• Data:
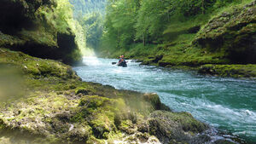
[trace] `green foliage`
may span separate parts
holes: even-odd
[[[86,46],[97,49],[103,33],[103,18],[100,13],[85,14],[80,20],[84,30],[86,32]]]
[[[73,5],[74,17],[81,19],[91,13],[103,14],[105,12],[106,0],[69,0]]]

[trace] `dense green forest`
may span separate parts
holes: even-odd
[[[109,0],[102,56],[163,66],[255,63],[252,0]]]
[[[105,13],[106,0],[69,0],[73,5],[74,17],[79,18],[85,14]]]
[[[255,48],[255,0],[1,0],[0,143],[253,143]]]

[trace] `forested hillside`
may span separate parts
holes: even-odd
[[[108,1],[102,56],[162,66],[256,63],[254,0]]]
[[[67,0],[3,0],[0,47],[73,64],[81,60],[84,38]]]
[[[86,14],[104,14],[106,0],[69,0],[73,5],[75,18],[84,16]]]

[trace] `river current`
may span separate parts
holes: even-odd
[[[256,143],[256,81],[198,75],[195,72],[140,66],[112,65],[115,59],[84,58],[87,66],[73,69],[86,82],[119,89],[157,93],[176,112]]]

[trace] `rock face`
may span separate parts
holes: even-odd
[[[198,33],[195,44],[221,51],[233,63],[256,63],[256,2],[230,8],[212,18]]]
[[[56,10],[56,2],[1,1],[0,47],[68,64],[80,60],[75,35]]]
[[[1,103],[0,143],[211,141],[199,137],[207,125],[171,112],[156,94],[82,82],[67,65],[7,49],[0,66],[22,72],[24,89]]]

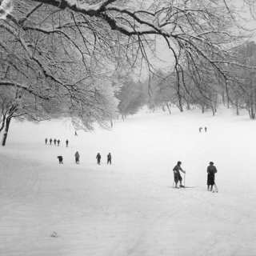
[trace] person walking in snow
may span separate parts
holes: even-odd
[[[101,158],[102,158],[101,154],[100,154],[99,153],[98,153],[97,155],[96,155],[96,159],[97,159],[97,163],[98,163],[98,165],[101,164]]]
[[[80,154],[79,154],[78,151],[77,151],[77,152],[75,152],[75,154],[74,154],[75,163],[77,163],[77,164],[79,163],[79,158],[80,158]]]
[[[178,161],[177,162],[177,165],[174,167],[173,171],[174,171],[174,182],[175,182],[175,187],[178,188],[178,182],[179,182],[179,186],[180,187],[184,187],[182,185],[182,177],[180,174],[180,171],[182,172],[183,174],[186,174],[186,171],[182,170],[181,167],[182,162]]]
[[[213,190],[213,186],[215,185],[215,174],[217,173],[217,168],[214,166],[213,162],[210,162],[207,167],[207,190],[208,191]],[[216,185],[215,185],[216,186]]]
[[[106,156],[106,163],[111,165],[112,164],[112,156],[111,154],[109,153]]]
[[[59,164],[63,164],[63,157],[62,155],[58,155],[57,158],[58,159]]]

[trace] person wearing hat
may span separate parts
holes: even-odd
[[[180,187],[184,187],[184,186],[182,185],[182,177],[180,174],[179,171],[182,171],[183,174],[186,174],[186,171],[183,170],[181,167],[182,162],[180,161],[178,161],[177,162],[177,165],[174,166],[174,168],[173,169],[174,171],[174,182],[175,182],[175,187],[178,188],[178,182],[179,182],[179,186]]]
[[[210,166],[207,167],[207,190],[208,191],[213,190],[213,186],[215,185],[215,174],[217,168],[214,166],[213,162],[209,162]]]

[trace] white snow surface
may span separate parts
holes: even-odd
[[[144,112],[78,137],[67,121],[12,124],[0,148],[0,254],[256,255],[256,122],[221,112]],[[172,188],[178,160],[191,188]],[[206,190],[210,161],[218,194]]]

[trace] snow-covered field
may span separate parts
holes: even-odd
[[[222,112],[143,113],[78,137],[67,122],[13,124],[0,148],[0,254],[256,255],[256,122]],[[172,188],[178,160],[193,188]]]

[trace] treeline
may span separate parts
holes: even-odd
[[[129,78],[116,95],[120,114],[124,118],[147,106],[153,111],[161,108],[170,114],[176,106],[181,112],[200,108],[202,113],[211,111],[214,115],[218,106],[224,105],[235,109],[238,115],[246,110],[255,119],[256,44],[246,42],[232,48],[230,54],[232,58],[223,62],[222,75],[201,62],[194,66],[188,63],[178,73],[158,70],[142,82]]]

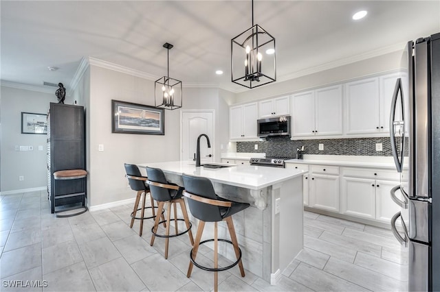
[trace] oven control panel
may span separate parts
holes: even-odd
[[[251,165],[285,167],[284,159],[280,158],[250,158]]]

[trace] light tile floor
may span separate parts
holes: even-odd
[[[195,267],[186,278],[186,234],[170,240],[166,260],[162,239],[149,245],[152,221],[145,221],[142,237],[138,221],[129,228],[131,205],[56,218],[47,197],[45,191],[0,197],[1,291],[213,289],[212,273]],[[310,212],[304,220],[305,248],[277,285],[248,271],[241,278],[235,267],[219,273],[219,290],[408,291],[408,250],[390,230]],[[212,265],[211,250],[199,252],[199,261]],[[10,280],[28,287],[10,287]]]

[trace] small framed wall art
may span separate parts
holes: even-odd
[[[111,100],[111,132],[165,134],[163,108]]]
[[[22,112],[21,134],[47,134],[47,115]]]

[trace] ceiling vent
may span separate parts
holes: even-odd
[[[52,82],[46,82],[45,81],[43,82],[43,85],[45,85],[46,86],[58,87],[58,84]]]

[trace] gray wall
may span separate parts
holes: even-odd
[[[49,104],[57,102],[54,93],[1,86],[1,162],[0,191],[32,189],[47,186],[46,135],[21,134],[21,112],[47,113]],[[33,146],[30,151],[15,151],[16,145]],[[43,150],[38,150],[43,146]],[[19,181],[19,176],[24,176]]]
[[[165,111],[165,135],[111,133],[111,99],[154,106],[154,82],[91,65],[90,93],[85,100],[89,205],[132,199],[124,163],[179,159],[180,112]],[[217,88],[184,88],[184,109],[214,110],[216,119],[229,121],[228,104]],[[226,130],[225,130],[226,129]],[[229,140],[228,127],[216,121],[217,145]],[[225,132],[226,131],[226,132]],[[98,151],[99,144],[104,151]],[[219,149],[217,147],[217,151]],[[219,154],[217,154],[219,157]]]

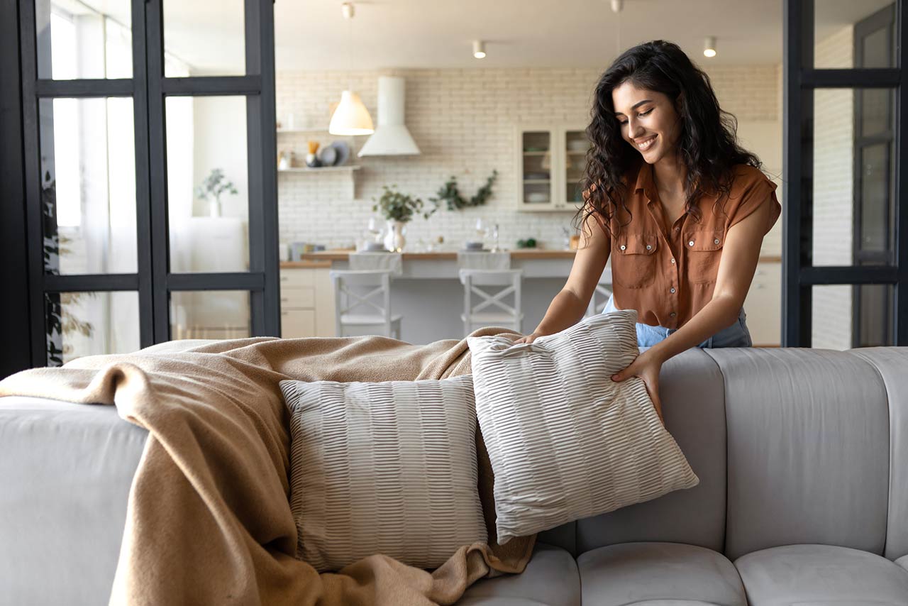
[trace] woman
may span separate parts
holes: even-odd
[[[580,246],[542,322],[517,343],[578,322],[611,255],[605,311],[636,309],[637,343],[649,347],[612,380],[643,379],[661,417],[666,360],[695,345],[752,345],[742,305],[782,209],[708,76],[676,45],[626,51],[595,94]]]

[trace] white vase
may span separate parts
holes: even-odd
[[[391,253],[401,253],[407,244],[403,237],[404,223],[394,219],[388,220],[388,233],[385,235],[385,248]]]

==

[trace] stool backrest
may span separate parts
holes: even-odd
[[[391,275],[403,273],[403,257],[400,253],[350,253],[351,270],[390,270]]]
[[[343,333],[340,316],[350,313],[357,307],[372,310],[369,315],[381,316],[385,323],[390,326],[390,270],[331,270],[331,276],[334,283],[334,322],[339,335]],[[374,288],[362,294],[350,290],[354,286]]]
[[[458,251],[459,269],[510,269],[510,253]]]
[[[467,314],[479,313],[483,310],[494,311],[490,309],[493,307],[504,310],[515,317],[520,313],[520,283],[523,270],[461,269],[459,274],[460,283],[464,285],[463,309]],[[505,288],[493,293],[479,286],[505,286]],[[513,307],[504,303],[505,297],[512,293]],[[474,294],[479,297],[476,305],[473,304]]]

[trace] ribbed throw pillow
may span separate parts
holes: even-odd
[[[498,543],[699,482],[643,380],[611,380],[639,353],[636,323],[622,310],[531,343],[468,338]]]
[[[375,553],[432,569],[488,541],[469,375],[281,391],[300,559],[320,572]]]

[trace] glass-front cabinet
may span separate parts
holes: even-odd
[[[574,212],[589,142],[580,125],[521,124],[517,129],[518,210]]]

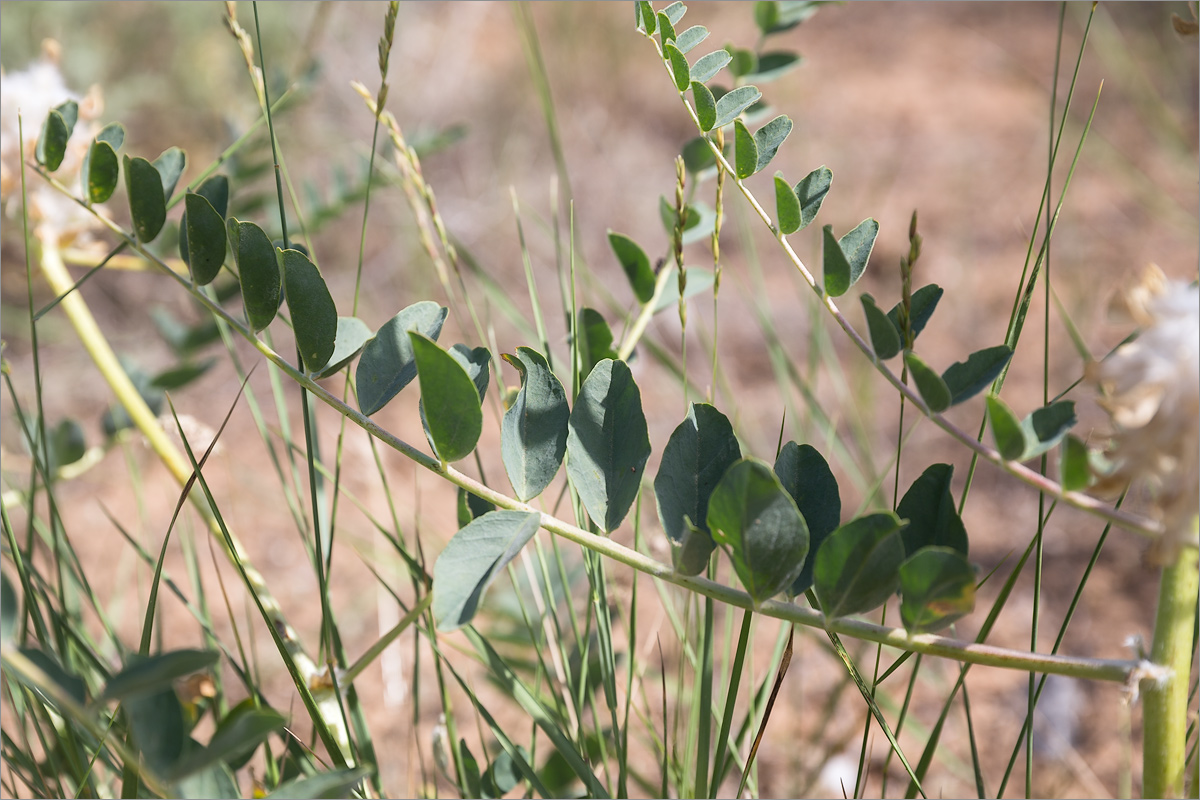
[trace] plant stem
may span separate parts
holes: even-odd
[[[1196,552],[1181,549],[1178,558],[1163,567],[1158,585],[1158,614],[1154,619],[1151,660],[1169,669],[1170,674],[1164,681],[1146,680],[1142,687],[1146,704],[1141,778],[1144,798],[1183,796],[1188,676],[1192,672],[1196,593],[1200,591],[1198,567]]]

• The request:
Copy out the lines from the one with "[trace] ribbed throw pillow" up to and including the one with "[[[574,212],[589,142],[580,125],[521,124],[517,129],[518,210]]]", character for character.

• The reply:
[trace] ribbed throw pillow
may span separate parts
holes: even-odd
[[[498,543],[699,482],[643,380],[611,380],[639,353],[636,323],[622,310],[531,343],[468,338]]]
[[[375,553],[432,569],[488,541],[469,375],[281,391],[300,559],[320,572]]]

[trace] glass-front cabinet
may span separate parts
holes: even-odd
[[[574,212],[589,142],[580,125],[521,124],[517,129],[518,210]]]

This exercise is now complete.